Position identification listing
□ □ □ □

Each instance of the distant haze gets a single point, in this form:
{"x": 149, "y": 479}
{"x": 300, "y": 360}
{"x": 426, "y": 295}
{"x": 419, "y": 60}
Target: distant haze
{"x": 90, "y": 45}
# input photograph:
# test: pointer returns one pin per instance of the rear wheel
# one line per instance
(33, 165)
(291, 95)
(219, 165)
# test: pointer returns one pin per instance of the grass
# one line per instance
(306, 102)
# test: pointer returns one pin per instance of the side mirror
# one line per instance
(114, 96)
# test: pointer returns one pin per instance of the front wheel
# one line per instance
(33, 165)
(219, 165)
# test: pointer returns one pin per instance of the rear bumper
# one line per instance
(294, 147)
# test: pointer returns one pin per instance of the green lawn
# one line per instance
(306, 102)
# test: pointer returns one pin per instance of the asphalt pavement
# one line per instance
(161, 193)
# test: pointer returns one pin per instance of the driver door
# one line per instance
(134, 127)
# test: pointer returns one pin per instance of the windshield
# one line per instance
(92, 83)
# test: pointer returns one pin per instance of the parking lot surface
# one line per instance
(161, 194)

□ □ □ □

# WHAT IS NEEDED:
Rewrite every line of the listing above, requests included, and scale each answer coordinate by 0.5, rounding to whole numbers with halves going up. Leave the requests and their sample points unchanged.

# TASK RESPONSE:
Each instance of the distant haze gets a single point, in this form:
{"x": 149, "y": 479}
{"x": 300, "y": 360}
{"x": 426, "y": 295}
{"x": 419, "y": 60}
Target: distant haze
{"x": 45, "y": 23}
# input photograph:
# test: pointer returns one pin per instance of the rear wheel
# one line per instance
(17, 83)
(146, 48)
(110, 83)
# test: pointer returns one pin per instance of the grass
# one line per instance
(153, 51)
# test: pointer returns one pin per instance of the side mirror
# one line per instance
(57, 48)
# test: pointer returns one pin per instance of the front wheel
# one line per instance
(17, 83)
(110, 83)
# test: pointer returns one pin per instance of the rear bumper
# one line per instance
(147, 74)
# test: pointer returns one pin per instance of the green lawn
# one line per instance
(153, 51)
# test: pointer returns one pin per instance of the asphalt pavement
# one line per instance
(81, 97)
# test: pointer returns one pin per instance of the driver door
# one line per instance
(67, 64)
# test: pointer returns one pin per instance of the windshield
# one line per instance
(46, 42)
# test: pointer returns one pin per instance of the parking lot surface
# one line per instance
(81, 97)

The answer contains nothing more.